[start]

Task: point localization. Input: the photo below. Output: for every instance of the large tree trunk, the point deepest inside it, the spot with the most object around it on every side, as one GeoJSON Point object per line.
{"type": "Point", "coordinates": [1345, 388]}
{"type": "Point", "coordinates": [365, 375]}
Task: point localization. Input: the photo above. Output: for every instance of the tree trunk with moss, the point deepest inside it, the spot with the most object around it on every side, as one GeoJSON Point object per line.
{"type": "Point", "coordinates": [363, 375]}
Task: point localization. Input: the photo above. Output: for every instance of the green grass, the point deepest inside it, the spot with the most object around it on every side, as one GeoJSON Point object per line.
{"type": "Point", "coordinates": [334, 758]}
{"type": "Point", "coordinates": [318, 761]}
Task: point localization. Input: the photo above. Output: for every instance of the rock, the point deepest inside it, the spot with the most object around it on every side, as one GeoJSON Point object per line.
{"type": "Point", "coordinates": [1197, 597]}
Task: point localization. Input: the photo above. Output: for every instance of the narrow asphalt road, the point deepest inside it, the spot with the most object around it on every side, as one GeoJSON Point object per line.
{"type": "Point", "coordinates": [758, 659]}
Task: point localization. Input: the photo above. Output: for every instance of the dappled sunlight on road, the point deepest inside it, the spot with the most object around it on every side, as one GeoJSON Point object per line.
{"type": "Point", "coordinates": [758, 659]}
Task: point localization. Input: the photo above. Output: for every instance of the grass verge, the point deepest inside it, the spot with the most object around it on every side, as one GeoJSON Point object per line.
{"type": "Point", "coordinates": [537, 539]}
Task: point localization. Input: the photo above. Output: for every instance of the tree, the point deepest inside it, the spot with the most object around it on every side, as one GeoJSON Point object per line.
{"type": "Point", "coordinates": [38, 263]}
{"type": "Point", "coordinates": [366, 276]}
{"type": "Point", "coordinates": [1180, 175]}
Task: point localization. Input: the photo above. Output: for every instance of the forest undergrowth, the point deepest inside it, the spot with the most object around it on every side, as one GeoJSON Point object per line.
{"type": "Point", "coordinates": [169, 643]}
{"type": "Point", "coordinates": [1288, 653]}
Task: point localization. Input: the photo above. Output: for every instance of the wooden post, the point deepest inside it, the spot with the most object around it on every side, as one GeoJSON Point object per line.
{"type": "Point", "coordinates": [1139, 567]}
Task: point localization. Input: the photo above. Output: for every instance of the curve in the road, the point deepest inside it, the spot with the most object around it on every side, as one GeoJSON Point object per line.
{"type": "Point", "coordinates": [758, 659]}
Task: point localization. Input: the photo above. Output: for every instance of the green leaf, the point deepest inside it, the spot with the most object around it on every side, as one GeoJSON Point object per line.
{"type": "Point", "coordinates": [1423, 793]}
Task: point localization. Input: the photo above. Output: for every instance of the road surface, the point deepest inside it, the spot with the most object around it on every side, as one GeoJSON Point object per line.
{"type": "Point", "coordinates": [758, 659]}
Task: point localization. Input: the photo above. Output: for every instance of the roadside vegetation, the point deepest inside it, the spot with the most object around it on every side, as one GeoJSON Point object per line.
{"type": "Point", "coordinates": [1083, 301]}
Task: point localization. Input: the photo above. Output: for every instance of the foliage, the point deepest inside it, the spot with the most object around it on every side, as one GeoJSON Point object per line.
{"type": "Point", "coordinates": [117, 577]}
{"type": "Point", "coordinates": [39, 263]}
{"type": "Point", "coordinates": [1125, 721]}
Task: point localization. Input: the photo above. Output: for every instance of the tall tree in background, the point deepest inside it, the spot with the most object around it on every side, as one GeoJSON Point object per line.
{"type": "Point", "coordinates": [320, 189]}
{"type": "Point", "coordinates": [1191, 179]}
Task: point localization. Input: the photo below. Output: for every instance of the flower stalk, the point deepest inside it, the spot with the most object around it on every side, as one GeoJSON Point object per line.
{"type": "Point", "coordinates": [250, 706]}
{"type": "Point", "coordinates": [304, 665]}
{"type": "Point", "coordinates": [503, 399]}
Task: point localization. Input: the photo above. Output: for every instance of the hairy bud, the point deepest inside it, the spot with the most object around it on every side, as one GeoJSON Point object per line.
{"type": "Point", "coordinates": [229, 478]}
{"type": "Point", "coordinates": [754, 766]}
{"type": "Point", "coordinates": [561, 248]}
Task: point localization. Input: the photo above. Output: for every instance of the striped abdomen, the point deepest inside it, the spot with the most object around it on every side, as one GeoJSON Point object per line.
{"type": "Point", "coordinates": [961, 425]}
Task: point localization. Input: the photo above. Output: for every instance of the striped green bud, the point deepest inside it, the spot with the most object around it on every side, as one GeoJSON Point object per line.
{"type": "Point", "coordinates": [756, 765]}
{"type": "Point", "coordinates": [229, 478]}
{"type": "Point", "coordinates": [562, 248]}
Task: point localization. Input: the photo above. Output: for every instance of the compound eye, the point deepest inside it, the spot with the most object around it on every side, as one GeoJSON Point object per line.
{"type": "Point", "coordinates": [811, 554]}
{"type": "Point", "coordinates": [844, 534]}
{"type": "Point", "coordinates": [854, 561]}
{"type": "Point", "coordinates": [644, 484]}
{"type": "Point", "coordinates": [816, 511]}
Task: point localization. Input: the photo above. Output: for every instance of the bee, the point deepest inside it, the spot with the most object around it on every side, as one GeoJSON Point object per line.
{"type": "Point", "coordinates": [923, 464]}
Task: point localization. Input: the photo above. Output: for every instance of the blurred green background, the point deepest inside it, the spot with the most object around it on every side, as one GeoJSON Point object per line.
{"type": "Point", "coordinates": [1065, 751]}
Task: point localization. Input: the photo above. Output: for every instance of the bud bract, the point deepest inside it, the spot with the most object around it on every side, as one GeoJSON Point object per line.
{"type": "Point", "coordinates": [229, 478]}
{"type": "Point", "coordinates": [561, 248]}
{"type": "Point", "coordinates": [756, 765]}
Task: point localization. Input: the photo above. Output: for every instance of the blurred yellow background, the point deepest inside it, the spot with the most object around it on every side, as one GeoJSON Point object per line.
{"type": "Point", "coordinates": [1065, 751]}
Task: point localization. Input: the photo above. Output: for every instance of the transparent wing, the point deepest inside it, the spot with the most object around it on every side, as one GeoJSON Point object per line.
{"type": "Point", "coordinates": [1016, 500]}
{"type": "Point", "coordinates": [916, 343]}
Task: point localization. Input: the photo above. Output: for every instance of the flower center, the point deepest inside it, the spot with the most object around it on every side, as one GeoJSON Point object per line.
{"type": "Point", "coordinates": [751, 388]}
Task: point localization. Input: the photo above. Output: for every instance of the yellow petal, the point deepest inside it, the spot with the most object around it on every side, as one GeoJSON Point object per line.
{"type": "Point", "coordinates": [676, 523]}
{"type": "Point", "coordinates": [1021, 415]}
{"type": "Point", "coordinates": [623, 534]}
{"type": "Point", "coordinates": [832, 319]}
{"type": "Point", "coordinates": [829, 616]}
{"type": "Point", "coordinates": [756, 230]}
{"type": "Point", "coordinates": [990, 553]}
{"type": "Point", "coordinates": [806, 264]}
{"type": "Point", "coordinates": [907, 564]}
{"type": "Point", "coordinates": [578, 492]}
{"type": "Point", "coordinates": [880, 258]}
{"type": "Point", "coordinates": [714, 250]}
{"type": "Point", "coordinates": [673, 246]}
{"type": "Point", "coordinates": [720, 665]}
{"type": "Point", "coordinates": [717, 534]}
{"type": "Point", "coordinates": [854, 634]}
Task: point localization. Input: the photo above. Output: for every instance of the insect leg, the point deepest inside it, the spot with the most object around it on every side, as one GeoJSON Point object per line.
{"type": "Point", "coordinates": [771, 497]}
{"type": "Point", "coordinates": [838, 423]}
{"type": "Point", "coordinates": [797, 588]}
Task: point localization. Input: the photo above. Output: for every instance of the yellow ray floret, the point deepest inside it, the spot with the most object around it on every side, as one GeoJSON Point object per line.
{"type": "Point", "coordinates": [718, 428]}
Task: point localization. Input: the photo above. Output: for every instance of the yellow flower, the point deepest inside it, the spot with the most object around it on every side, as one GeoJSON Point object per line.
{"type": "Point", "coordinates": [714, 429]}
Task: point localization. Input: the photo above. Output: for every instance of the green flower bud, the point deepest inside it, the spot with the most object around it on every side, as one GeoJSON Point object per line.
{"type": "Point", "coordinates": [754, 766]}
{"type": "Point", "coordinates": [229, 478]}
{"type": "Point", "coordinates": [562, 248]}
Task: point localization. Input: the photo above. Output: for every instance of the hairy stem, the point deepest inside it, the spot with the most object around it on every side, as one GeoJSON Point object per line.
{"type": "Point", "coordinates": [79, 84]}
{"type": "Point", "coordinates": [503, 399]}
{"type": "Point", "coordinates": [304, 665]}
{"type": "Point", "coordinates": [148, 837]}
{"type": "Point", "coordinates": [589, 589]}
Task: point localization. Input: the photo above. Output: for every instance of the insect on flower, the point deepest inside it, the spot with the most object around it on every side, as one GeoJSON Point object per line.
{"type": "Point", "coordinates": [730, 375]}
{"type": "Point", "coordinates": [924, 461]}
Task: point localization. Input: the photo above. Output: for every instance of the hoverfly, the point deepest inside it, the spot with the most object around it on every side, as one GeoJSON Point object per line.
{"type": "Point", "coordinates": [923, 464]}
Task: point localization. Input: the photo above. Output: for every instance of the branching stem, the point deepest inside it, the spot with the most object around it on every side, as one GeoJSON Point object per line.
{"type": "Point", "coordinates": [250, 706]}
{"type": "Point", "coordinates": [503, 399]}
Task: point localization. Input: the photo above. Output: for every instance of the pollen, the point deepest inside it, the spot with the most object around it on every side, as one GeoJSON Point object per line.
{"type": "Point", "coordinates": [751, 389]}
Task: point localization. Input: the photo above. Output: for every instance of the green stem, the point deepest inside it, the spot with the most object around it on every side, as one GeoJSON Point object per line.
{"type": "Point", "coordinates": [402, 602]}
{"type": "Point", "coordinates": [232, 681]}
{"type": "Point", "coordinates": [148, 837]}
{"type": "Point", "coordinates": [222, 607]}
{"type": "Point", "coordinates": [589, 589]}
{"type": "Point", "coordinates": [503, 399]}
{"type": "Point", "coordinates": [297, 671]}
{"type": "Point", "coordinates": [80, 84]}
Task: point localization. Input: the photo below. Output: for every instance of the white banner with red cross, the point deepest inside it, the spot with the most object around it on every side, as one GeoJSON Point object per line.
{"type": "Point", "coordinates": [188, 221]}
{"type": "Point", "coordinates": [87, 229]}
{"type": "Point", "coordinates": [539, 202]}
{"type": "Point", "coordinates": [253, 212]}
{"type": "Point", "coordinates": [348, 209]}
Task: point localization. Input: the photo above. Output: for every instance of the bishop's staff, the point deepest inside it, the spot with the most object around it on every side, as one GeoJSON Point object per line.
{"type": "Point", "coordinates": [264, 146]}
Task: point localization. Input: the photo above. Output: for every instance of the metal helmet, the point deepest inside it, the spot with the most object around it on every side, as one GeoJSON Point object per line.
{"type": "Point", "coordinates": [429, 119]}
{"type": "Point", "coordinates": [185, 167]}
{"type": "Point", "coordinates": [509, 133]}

[end]

Task instructions: Everything from the line containing "of the white" to the last line of the entries above should be quoted exactly, and only that.

Solution:
Task: point localization. Input: the photo below. Output: for every instance of the white banner with red cross, the point deepest inside it, the spot with the most object around it on every side, as one GeoJSON Point object per line.
{"type": "Point", "coordinates": [188, 221]}
{"type": "Point", "coordinates": [87, 229]}
{"type": "Point", "coordinates": [539, 202]}
{"type": "Point", "coordinates": [253, 212]}
{"type": "Point", "coordinates": [348, 209]}
Task: point localization. Input: the photo above. Output: for every instance of the bishop's staff, the point deepest inside it, the spot with the most object around it on every side, as one GeoJSON Point object per line.
{"type": "Point", "coordinates": [264, 146]}
Task: point localization. Input: the photo above. Output: for every instance of the metal helmet, the point deepest inside it, the spot with the most object around it on every side, as one GeoJSON Point object per line.
{"type": "Point", "coordinates": [429, 119]}
{"type": "Point", "coordinates": [185, 167]}
{"type": "Point", "coordinates": [509, 133]}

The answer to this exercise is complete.